Text shown:
- - -

Friday, June 12, 2020

COVID-19 Cases in U.S. Double to 2 Million in 44 Days

I hope people will put down their protest signs and weapons long enough to note that more than 2 million Americans have now been infected with COVID-19.

To be precise, as of this writing, the total is 2,016,027 cases. An increase of 21,744 cases over the past 24 hours. Oh, by the way, the COVID-19 death toll is now nearing 114,000 (113,914). 


This means the number of COVID-19 cases in this country doubled in 44 days. So has the death toll. 

It's true that part of this doubling can be explained by greater testing capacity. It is also encouraging that New York and New Jersey, once the epicenter of COVID-19 in the U.S. has now seen a flattening of the curve. But other states which had been flattening like Michigan are on the rise again while other states like Texas and Arizona have yet to peak and are seeing increased hospitalization rates. Rapid re-opening schemes don't help matters.

And this doesn't take into account the nationwide protests which have been gripping the country for nearly 3 weeks since the murder of George Floyd at the hands of four Minneapolis police officers. As noted by Alexis C. Madrigal and Robinson Meyer in The Atlantic earlier this week:

There’s no point in denying the obvious: Standing in a crowd for long periods raises the risk of increased transmission of SARS-CoV-2, the virus that causes COVID-19. This particular form of mass, in-person protest—and the corresponding police response—is a “perfect set-up” for transmission of the virus, Anthony Fauci, the director of the National Institute of Allergy and Infectious Diseases, said in a radio interview on Friday.

- - -

Stored data entries:
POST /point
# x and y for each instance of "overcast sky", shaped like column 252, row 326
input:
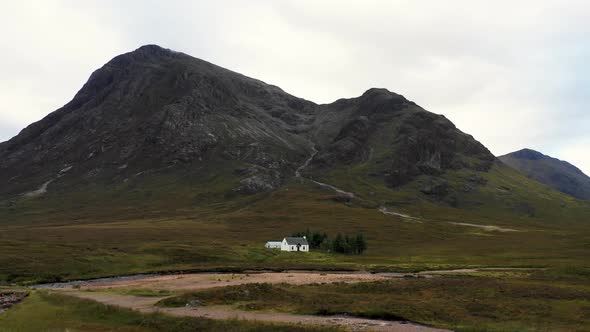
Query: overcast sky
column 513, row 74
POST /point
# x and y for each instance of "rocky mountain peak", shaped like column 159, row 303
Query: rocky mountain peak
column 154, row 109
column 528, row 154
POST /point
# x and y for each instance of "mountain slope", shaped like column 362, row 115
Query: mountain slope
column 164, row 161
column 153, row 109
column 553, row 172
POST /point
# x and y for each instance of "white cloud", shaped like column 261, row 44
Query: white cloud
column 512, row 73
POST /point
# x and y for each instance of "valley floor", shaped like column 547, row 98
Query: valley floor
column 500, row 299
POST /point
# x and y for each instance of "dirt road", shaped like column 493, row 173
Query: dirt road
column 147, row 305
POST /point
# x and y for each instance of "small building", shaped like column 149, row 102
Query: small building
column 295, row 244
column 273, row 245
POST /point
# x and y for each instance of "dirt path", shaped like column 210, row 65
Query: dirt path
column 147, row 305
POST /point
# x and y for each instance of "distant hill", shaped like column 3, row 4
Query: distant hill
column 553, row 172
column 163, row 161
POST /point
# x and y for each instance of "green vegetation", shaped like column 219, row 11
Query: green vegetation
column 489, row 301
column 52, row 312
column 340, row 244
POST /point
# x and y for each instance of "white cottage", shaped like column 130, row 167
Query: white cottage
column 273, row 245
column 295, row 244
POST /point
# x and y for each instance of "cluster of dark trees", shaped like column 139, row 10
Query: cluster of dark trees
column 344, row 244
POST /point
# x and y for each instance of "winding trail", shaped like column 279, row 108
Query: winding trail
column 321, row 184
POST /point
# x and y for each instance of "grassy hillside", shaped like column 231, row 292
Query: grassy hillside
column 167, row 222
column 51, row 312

- - -

Exercise requirements:
[a] Repeat the post on U.S. COVID-19 cases from "Friday, June 12, 2020" up to and including "the death toll.", swapping "death toll" for "fatality count" wherever it occurs.
[b] According to the post on U.S. COVID-19 cases, what was the total number of cases as of its writing?
The rows above play no part in what is asked here.

Results by task:
[a]
Friday, June 12, 2020

COVID-19 Cases in U.S. Double to 2 Million in 44 Days

I hope people will put down their protest signs and weapons long enough to note that more than 2 million Americans have now been infected with COVID-19.

To be precise, as of this writing, the total is 2,016,027 cases. An increase of 21,744 cases over the past 24 hours. Oh, by the way, the COVID-19 fatality count is now nearing 114,000 (113,914). 


This means the number of COVID-19 cases in this country doubled in 44 days. So has the fatality count.

[b] 2,016,027 cases.